### [Trecho fornecido]
-=-=-
Azar. Por José Horta Manzano
Um caso curioso é o da voz árabe as-sahr (ou az-zahr), presente no falar popular e no árabe ibérico, mas ausente do árabe clássico. Na nossa língua, acabou desembocando em azar, palavra usada geralmente com significado negativo para indicar má sorte, infelicidade, revés…
É interessante observar a que ponto a evolução das línguas é imprevisível. Há casos em que, da mesma raiz, brotam galhos diferentes. De fato, termos que descendem de um mesmo tronco podem, em casos extremos, ter significados divergentes em diferentes idiomas.
Um caso curioso é o da voz árabe as-sahr (ou az-zahr), presente no falar popular e no árabe ibérico, mas ausente do árabe clássico. Na nossa língua, acabou desembocando em azar, palavra usada geralmente com significado negativo para indicar má sorte, infelicidade, revés, contratempo. Os dicionários chegam a abonar o uso de azar em circunstâncias positivas, mas essa acepção não se encontra no falar popular.
Segundo a maioria dos especialistas, os dados (de jogar) introduzidos pelos mouros ‒ que mandaram por sete séculos na Península Ibérica ‒ tinham uma flor pintada em uma das faces. Em árabe hispânico, flor se dizia az-zahr, nome que se estendeu ao dado e, em seguida, ao próprio jogo. Falando em flor, em espanhol moderno, azahar é o nome da flor de laranjeira.
Na língua de Cervantes, o termo azar não costuma ser usado com o significado que tem em português. Utiliza-se geralmente com o sentido de acaso. Para dizer ‘má sorte’, o espanhol, mais dramático, prefere falar em desgracia.
-=-=-
### [Itens apresentados]
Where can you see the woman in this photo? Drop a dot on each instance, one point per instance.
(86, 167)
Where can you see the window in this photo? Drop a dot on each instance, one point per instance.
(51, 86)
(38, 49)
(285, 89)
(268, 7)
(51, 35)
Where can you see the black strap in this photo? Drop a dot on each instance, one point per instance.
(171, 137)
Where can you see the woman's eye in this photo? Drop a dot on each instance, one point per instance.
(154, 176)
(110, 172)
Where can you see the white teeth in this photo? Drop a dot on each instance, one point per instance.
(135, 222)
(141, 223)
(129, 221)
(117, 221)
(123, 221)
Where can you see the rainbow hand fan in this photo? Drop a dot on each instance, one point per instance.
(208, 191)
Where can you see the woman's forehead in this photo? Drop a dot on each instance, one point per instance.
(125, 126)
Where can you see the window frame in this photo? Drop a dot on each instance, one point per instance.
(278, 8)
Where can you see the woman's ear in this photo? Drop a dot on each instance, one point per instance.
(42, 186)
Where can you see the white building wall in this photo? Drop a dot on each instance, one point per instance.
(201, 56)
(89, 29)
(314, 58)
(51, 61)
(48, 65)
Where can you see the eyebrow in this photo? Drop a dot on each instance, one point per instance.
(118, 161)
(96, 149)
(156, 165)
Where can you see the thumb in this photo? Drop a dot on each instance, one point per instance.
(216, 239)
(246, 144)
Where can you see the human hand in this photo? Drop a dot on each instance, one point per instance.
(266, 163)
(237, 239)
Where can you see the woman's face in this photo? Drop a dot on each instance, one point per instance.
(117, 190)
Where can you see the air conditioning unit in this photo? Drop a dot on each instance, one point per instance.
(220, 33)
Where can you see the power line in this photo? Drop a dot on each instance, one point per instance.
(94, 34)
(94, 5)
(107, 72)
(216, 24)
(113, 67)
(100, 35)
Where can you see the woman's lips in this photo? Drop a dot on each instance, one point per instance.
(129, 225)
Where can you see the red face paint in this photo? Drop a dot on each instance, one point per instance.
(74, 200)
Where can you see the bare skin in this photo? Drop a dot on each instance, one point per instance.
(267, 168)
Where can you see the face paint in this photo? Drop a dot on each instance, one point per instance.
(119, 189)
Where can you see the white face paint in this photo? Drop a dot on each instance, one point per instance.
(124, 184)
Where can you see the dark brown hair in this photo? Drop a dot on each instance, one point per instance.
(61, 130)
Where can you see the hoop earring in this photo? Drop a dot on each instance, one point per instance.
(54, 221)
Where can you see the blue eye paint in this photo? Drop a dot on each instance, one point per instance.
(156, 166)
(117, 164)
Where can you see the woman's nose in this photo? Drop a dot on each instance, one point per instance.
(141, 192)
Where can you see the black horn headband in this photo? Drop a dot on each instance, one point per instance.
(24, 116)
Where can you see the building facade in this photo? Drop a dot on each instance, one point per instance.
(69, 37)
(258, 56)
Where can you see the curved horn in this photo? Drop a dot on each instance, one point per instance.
-=-=-
### [Tarefa escrita]
Reescreva o trecho sobre a palavra azar entre "Na língua de" e "falar em desgracia.", inclusive, trocando "desgracia" por "infortunio". Os itens não têm relação com o trecho sobre a palavra azar.

### [Resultado da tarefa]
Na língua de Cervantes, o termo azar não costuma ser usado com o significado que tem em português. Utiliza-se geralmente com o sentido de acaso. Para dizer ‘má sorte’, o espanhol, mais dramático, prefere falar em infortunio.